*Requirements*. Give the entries again exactly, every one of them.

[Begin Dataset records]

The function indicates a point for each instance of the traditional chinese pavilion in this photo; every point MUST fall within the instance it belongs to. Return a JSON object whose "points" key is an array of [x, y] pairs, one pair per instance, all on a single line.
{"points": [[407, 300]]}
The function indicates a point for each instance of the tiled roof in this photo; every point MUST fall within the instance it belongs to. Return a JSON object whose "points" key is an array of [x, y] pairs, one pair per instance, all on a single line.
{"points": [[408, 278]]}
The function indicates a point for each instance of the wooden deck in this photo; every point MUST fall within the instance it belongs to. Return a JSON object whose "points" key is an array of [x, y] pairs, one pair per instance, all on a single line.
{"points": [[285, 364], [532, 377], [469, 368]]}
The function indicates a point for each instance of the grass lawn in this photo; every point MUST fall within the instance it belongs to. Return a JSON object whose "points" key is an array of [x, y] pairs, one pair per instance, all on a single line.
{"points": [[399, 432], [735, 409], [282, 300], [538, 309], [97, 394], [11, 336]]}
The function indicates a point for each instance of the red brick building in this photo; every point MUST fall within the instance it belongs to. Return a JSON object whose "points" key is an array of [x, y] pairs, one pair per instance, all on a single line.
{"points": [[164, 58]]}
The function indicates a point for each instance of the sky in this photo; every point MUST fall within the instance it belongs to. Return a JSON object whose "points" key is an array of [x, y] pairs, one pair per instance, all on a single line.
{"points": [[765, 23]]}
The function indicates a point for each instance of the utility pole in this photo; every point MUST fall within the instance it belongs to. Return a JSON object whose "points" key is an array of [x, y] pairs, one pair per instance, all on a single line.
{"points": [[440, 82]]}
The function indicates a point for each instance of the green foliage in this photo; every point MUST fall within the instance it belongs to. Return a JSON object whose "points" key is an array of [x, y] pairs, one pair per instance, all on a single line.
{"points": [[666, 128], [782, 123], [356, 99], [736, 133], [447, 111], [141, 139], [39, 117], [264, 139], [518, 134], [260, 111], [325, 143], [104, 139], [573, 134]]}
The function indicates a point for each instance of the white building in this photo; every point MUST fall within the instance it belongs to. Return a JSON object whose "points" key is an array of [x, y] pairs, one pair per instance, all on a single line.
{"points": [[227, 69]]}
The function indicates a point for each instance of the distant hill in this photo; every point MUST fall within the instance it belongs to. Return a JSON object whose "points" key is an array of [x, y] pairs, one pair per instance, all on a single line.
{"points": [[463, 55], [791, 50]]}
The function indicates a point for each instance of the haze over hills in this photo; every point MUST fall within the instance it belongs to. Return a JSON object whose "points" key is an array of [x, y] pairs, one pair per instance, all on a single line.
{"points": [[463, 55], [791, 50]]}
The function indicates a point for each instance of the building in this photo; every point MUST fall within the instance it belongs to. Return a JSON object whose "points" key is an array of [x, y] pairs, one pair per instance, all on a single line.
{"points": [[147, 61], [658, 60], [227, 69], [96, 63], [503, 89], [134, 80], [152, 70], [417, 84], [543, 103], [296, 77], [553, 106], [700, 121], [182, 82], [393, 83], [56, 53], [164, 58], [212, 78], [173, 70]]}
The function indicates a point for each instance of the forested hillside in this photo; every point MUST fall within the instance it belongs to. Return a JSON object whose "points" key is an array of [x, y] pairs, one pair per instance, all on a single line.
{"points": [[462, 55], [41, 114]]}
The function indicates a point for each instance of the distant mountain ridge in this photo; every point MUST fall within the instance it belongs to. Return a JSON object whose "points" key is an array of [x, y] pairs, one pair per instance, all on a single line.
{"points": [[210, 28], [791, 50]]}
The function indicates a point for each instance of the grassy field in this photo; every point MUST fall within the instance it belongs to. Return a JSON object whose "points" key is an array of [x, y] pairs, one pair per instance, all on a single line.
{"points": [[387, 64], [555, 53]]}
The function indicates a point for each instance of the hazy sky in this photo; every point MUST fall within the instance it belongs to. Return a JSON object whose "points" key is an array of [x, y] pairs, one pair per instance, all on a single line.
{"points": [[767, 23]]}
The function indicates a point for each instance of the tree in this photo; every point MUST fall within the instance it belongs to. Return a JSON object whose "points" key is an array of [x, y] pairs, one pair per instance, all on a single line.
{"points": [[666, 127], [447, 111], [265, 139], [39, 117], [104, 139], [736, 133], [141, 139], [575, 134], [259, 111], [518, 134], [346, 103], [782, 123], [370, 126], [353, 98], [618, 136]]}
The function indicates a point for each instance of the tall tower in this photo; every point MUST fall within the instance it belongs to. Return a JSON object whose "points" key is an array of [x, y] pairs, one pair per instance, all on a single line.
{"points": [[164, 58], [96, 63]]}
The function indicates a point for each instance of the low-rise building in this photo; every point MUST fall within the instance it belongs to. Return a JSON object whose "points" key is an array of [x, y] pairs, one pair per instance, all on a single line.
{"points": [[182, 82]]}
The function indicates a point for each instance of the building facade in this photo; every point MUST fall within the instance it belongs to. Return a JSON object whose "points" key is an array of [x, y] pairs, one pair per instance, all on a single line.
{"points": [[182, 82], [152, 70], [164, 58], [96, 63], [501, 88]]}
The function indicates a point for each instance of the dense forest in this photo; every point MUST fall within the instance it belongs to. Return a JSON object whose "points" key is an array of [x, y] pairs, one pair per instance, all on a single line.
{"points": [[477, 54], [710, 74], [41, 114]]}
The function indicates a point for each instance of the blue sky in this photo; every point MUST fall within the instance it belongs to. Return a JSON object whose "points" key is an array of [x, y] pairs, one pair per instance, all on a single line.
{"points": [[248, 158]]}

[End Dataset records]

*Output for this task*.
The function indicates a point for each instance of the traditional chinese pavilion in this photo; every point MUST fall within the instance it belongs to. Return a JSON object whose "points" key is an array of [x, y] pairs, one pair per instance, all on a single line.
{"points": [[407, 300]]}
The function indicates a point for each instance of the tiled roof in this photo; every point MUST fall within the instance it belongs to. Return a JSON object whose "points" key is an array of [x, y] pairs, one pair per instance, all on a single line.
{"points": [[408, 278]]}
The function indicates a point for each instance of the wooden deck in this photo; every point MUST fall within the instance it belongs to. Return a JSON object whose "points" key is an array of [x, y] pairs, one pair per instance, all on a single line.
{"points": [[285, 364], [532, 377], [469, 368]]}
The function indicates a point for each instance of the grass lawn in this photo; every point MUST fall within the instance it belongs to. Return a JSON object whose "points" key is an array of [x, y] pairs, one pair per instance, all on a single line.
{"points": [[399, 432], [735, 409], [282, 300], [538, 309], [97, 394], [11, 336]]}
The function indicates a point for each instance of the red brick building in this photo; every point MUST fall within the instance it belongs to. Return a JSON object whose "points" key is an array of [x, y] pairs, one pair per instance, all on a single line.
{"points": [[164, 58]]}
The function indicates a point for each instance of the sky in this photo; every point MUST fall within the instance it belongs to. Return a JSON object whose "points" key is an array of [x, y] pairs, one pair per instance, all on a single line.
{"points": [[765, 23]]}
The function indicates a point for each instance of the utility pole in this photo; every point MUST fall within the instance it belongs to. Return a JSON object whose "points" key is an array of [x, y] pairs, one pair per instance, all on a single line.
{"points": [[440, 82]]}
The function indicates a point for each instance of the green foliage in this photo; every point MUST fall within the instance it belongs to. Return a JSON object whose "points" key is an array of [x, y] pairs, one pair per instance, all on a single line.
{"points": [[666, 128], [782, 123], [356, 99], [736, 133], [447, 111], [141, 139], [39, 117], [264, 139], [518, 134], [260, 111], [325, 143], [104, 139], [573, 134]]}
The function indicates a point for each instance of the white building in this photo; every point MUST fall within the instance it belongs to. Return a JSON object whose "points" key is an array of [x, y] pairs, one pair per instance, all on a single line.
{"points": [[227, 69]]}
The function indicates a point for each instance of the distant hill in this photo; every point MUST fall within the instance it belongs to. Return a JSON object whose "points" key is an array of [x, y] pairs, one pair per instance, all on a single line.
{"points": [[463, 55], [791, 50]]}
The function indicates a point for each instance of the haze over hills in this photo; every point MUST fall within the instance it belongs to. Return a JSON object whose "points" key is an array of [x, y] pairs, one pair per instance, all on a single line.
{"points": [[463, 55], [791, 50]]}
The function indicates a point for each instance of the building in this photo; every point MUST fall within the instance it belongs to. Return a JSON object whose "points" key is an array of [x, y] pairs, one pair per instance, all on a single line.
{"points": [[147, 61], [658, 60], [227, 69], [96, 63], [503, 89], [134, 80], [152, 70], [417, 84], [543, 103], [296, 77], [553, 106], [700, 121], [182, 82], [393, 83], [56, 53], [164, 58], [212, 78], [173, 70]]}
The function indicates a point for each instance of the forested hillside in this photo; every point MUST fall within the instance it belongs to. Return a JSON object whose "points" key is an array of [x, y] pairs, one pair per instance, all on a single line.
{"points": [[462, 55], [41, 114]]}
The function indicates a point for each instance of the distant mountain ridge in this photo; every point MUST fall within the instance it belongs to. Return a JSON object whose "points" key is an array of [x, y] pairs, one pair per instance, all on a single line.
{"points": [[210, 28], [791, 50]]}
The function indicates a point for each instance of the grassy field in this photo; every point MUST fall within the instance it belongs to. Return a JSON object whose "points" key is an array of [x, y] pairs, one pair per instance, all on a single line.
{"points": [[387, 64], [555, 53]]}
The function indicates a point for each instance of the hazy sky in this photo; every point MUST fall within the instance it belongs to. Return a JSON object whose "points" key is an array of [x, y] pairs, one pair per instance, all on a single line.
{"points": [[767, 23]]}
The function indicates a point for each instance of the tree in this photo; every point MUST fall within the instance it belongs to. Return a JSON object whose "points" key is an array of [x, y] pairs, one pair per instance, all on a single line.
{"points": [[666, 127], [447, 111], [265, 139], [39, 117], [104, 139], [736, 133], [141, 139], [575, 134], [259, 111], [518, 134], [346, 103], [782, 123], [370, 126], [353, 98], [618, 136]]}
The function indicates a point for each instance of the tall tower in this photo; every point MUST fall within the instance it belongs to. Return a JSON object whose "points" key is an array of [x, y] pairs, one pair per instance, all on a single line.
{"points": [[164, 58], [96, 63]]}
The function indicates a point for each instance of the low-rise building in this photo; every point MUST fall within the instance it belongs to. Return a JSON object whose "points" key is an array of [x, y] pairs, one pair per instance, all on a single line.
{"points": [[182, 82]]}
The function indicates a point for each instance of the building facade in this photo; every point MUST fall within the instance it belongs to. Return a JSON object whose "points" key is an array of [x, y] pairs, one pair per instance, all on a single line.
{"points": [[182, 82], [152, 70], [164, 58], [96, 63], [501, 88]]}
The function indicates a point for each instance of the dense forest in this photo; every point MUST fall within the instance it belongs to. Return a JSON object whose "points" key is an array of [x, y] pairs, one pair per instance, all on a single line.
{"points": [[477, 54], [710, 74], [41, 114]]}
The function indicates a point for each instance of the blue sky in this photo; every point MUST fall within the instance it belongs to. Return a JSON object whose "points" key is an array of [x, y] pairs, one pair per instance, all on a single line.
{"points": [[248, 158]]}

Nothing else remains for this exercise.